Repeat the listing below word for word, keeping every line from the first to the last.
-- Begin DATA FOR THIS TASK --
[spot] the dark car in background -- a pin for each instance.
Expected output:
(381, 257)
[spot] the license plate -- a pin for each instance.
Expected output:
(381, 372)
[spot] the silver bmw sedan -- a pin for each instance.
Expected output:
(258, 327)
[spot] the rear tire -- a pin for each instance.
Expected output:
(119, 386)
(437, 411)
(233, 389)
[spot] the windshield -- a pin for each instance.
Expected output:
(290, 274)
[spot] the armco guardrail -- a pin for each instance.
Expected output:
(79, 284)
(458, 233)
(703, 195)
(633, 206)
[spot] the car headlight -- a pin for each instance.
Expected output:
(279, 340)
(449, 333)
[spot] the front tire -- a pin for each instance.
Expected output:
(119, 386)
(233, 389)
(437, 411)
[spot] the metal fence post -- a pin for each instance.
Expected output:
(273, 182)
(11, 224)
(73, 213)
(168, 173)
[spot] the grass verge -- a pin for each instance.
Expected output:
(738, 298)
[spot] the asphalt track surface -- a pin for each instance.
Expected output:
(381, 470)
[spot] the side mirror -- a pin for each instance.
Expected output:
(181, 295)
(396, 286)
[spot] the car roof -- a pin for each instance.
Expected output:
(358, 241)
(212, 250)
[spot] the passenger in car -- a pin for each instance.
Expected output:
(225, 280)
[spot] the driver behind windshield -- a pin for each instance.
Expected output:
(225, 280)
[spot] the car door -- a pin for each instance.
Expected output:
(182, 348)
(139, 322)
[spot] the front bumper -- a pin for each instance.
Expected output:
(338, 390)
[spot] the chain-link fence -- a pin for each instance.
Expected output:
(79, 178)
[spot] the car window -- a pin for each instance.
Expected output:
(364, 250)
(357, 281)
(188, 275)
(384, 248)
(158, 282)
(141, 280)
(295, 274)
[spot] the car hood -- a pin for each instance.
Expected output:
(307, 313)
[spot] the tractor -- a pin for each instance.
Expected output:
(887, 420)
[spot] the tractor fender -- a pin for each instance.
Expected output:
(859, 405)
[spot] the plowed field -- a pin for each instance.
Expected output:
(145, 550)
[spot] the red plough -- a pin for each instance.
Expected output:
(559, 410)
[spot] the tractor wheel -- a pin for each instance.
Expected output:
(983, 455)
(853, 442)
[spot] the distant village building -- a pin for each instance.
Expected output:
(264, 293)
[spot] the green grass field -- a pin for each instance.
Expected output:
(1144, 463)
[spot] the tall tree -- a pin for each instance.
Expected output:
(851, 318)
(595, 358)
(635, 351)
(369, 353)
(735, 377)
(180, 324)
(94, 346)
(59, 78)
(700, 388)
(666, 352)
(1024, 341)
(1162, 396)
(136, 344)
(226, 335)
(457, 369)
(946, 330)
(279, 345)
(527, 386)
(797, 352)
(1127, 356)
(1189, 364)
-- End DATA FOR THIS TASK --
## [TASK RESULT]
[spot] the dark car in background -- a pin for each instance.
Expected output:
(381, 257)
[spot] the license plate -- a pin for each instance.
Expected output:
(381, 372)
[spot] the silver bmw sedan -- a pin for each instance.
Expected output:
(258, 327)
[spot] the rear tire -- a pin for each instance.
Expected output:
(119, 386)
(437, 411)
(233, 389)
[spot] the windshield -- a pin for each instance.
Expected output:
(290, 274)
[spot] the armco guardrail -- a pin for each instance.
Expected output:
(79, 284)
(458, 233)
(703, 195)
(633, 206)
[spot] the car headlight -- a pin for each instance.
Expected output:
(279, 340)
(449, 333)
[spot] the front tire -- a pin for each instance.
Expected output:
(119, 386)
(233, 389)
(437, 411)
[spot] the metal fence post -- a pin for each instance.
Expected output:
(273, 182)
(11, 224)
(73, 213)
(168, 173)
[spot] the grass verge -- a pin for each instance.
Expected output:
(738, 298)
[spot] the asphalt track surface -- a pin for each instance.
Expected output:
(381, 470)
[spot] the side mirror -- a pin for each instance.
Expected output:
(181, 295)
(396, 286)
[spot] the car roof -- a pin for each instance.
Expected output:
(358, 241)
(212, 250)
[spot] the passenger in car -- a pin for each instance.
Expected output:
(225, 280)
[spot] the driver behind windshield -- a pin for each instance.
Expected output:
(225, 280)
[spot] the car door -- a pin for each instance.
Expected output:
(182, 348)
(139, 322)
[spot] the front bumper -- a pin for each instance.
Expected output:
(338, 390)
[spot] the chain-link fence -- a pin for each instance.
Expected output:
(79, 178)
[spot] the car window -- a pin for each instance.
Expected output:
(364, 250)
(357, 281)
(188, 275)
(384, 248)
(158, 282)
(141, 280)
(295, 274)
[spot] the car hood -- a pin for each instance.
Expected output:
(307, 313)
[spot] the tractor -- a pin for each instance.
Expected output:
(887, 420)
[spot] the tractor fender -- a pin for each instance.
Expected output:
(859, 405)
[spot] the plowed field -- a pin for each instance.
Expected output:
(145, 550)
[spot] the red plough -- a pin for each instance.
Expected output:
(559, 410)
[spot] the tractor wheel -- a pin for each instance.
Expected output:
(983, 455)
(853, 442)
[spot] the distant village building -- a pin for each instance.
Expected output:
(264, 293)
[spot] the green grass field -- a pin for each instance.
Expected output:
(1144, 463)
[spot] the tall tree -- a pin for each instance.
Expected output:
(851, 318)
(595, 358)
(635, 351)
(369, 353)
(735, 377)
(180, 324)
(94, 346)
(59, 78)
(700, 388)
(666, 352)
(1024, 341)
(1162, 396)
(136, 344)
(226, 335)
(457, 369)
(946, 330)
(279, 345)
(527, 386)
(797, 352)
(1127, 356)
(1189, 364)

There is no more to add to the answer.